Records shown:
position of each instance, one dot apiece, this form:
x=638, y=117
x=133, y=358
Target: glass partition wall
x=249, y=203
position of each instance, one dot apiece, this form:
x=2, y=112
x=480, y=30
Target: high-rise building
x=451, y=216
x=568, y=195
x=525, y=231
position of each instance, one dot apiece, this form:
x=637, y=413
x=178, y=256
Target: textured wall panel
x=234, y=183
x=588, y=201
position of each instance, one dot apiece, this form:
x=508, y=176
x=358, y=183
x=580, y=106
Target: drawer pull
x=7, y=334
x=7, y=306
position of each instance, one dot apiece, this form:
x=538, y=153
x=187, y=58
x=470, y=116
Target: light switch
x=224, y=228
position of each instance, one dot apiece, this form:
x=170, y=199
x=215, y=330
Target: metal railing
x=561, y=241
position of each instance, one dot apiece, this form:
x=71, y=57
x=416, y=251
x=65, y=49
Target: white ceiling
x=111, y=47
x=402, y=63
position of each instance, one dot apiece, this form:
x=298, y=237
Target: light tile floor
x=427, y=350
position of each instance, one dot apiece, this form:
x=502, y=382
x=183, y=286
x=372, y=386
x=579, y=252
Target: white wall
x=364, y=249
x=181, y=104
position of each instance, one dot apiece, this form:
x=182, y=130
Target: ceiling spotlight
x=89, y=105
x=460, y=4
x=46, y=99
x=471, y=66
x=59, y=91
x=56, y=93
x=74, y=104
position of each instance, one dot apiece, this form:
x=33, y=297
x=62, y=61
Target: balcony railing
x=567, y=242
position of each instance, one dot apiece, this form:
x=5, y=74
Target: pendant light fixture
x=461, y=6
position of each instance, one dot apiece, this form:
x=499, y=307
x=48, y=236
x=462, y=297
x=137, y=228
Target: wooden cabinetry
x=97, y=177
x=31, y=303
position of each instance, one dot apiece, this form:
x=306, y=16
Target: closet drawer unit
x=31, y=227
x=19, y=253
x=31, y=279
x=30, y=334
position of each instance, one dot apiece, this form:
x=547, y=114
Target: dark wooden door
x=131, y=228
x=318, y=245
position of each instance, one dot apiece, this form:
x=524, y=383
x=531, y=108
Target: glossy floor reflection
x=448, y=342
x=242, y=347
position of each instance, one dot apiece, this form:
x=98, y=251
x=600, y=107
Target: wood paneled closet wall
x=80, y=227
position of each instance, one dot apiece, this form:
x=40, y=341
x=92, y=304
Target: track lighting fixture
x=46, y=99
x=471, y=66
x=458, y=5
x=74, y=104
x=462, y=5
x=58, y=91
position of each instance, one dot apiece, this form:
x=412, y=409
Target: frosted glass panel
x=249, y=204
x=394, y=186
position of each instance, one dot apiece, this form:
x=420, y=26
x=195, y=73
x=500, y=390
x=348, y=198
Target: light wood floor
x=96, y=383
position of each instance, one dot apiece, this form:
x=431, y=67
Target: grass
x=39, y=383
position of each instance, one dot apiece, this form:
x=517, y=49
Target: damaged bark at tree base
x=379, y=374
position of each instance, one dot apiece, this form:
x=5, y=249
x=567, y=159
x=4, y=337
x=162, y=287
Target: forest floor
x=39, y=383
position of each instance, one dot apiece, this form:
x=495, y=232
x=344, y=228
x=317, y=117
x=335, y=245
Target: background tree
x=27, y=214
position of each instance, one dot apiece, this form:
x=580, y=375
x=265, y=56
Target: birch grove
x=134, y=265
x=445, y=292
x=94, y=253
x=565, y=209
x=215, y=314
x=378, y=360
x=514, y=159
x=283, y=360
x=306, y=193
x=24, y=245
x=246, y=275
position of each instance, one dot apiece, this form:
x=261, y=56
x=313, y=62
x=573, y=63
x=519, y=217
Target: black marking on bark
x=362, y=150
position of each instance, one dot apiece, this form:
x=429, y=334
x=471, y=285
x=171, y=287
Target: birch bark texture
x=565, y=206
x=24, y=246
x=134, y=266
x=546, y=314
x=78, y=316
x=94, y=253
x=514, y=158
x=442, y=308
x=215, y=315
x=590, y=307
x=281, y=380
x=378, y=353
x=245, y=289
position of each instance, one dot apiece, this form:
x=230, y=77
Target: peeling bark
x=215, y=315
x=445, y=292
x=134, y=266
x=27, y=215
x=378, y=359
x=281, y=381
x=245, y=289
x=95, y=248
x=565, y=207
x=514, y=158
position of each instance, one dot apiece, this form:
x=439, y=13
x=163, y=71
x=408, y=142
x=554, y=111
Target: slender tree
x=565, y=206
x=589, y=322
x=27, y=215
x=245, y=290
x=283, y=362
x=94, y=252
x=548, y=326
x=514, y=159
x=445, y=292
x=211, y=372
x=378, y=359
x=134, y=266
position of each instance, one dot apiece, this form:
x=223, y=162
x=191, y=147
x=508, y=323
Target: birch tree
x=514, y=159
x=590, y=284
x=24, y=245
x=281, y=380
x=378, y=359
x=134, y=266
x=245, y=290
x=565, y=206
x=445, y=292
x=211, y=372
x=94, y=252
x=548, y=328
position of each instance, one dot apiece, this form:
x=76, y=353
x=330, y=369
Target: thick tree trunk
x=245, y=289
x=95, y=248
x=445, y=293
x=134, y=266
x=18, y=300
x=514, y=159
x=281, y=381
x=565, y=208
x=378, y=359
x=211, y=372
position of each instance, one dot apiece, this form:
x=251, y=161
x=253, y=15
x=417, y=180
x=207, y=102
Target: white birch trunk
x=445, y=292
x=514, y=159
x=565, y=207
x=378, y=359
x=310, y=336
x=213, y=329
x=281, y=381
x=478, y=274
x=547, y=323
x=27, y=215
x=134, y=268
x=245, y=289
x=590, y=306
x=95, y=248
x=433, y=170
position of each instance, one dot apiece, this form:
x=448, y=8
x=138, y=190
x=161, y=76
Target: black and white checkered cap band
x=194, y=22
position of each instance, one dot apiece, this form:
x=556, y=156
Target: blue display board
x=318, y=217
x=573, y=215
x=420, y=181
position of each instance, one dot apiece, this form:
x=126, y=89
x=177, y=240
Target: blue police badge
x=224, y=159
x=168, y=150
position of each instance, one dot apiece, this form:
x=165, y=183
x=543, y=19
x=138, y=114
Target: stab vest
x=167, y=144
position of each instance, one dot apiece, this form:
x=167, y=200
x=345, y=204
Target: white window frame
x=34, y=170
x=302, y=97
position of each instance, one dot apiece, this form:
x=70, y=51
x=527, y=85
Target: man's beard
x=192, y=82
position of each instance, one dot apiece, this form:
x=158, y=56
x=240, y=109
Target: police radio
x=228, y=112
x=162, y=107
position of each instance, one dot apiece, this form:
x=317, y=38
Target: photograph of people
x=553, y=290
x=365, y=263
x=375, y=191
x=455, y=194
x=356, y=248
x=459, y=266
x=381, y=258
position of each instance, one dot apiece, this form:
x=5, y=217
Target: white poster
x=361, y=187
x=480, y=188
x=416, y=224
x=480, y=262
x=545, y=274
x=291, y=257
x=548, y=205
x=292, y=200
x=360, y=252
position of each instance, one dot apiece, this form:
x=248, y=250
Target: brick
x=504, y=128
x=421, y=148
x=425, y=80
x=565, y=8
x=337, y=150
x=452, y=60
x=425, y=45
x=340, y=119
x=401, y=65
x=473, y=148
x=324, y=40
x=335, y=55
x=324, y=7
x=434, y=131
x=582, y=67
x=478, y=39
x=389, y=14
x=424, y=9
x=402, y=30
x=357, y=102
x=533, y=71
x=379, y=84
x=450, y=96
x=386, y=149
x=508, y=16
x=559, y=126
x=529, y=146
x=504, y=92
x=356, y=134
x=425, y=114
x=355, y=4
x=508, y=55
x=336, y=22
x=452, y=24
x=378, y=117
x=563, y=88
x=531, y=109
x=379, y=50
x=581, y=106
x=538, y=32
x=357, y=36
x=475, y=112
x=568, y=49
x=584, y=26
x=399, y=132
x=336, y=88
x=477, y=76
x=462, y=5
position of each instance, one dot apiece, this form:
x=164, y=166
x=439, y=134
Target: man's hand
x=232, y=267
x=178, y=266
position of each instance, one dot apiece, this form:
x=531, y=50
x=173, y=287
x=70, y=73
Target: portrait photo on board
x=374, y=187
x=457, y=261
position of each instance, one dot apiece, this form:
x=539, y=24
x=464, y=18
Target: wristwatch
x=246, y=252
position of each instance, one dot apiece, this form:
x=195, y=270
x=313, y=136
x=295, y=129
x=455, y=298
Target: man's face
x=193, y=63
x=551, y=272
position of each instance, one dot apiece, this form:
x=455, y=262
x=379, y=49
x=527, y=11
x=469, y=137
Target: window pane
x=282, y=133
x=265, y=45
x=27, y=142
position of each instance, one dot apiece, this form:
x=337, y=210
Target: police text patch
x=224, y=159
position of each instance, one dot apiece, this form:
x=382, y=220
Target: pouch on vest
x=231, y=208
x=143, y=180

Task statement: Reproduce exactly the section above that begins at the line containing "x=580, y=375" and ends at the line containing "x=171, y=287", leaving out all other lines.

Exercise output:
x=580, y=375
x=265, y=56
Target: birch grove
x=134, y=265
x=445, y=292
x=94, y=253
x=565, y=209
x=215, y=314
x=378, y=360
x=514, y=159
x=283, y=360
x=306, y=193
x=24, y=245
x=246, y=275
position of each instance, one dot apiece, this form:
x=261, y=56
x=313, y=62
x=573, y=63
x=519, y=217
Target: black marking on bark
x=362, y=150
position of each instance, one dot apiece, this form:
x=429, y=334
x=471, y=285
x=171, y=287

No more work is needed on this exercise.